# Problem statement
Convert the stretch of the records from the line containing "point: the purple" through the end of the records, both ends included, into a JSON list of strings with one string per line, leaving out blank lines and the pictures.

[Named-object pointing records]
┄┄┄┄┄┄┄┄┄┄

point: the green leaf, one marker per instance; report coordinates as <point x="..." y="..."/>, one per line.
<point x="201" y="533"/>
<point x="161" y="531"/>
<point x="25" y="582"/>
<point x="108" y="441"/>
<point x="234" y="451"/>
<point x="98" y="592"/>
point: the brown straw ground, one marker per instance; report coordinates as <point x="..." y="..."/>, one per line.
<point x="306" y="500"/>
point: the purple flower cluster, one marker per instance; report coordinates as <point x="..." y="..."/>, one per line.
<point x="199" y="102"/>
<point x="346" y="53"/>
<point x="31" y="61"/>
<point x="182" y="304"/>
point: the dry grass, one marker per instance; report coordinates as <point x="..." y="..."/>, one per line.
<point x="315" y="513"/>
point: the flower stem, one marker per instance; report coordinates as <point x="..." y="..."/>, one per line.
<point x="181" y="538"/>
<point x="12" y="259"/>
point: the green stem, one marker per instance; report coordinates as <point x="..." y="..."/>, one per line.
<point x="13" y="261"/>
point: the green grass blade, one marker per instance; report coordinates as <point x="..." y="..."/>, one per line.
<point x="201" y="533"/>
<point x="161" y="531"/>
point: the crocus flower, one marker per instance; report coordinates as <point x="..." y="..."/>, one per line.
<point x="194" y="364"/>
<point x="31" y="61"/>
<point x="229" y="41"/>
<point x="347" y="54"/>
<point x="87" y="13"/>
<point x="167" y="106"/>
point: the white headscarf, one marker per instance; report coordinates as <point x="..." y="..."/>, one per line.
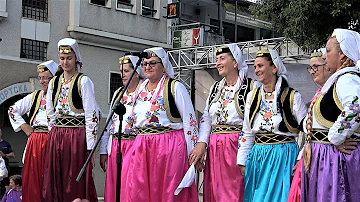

┄┄┄┄┄┄┄┄┄┄

# Exercise answer
[
  "point: the purple flower cluster, one marker per instance; report coordinates as <point x=\"...\" y=\"...\"/>, one per line.",
  "<point x=\"199\" y=\"102\"/>",
  "<point x=\"346\" y=\"53\"/>",
  "<point x=\"31\" y=\"61\"/>",
  "<point x=\"182\" y=\"304\"/>",
  "point: the dry grass, one marker per instance; report coordinates as <point x=\"...\" y=\"...\"/>, one per line.",
  "<point x=\"315\" y=\"513\"/>",
  "point: the flower stem, one marker per instance; report coordinates as <point x=\"...\" y=\"...\"/>, one per line.",
  "<point x=\"181\" y=\"538\"/>",
  "<point x=\"12\" y=\"259\"/>",
  "point: the green stem, one marker per instance; report coordinates as <point x=\"...\" y=\"...\"/>, one per line.",
  "<point x=\"13\" y=\"261\"/>",
  "point: the green grass blade, one marker per instance; report coordinates as <point x=\"...\" y=\"...\"/>, one per line.",
  "<point x=\"201\" y=\"533\"/>",
  "<point x=\"161\" y=\"531\"/>",
  "point: the crocus flower, one marker per instance; report coordinates as <point x=\"...\" y=\"...\"/>, one per line.",
  "<point x=\"194\" y=\"364\"/>",
  "<point x=\"31\" y=\"61\"/>",
  "<point x=\"229\" y=\"41\"/>",
  "<point x=\"347\" y=\"54\"/>",
  "<point x=\"87\" y=\"13\"/>",
  "<point x=\"167\" y=\"106\"/>",
  "point: the white headscarf, one marker per instance; report coordinates as <point x=\"...\" y=\"...\"/>, one per line."
]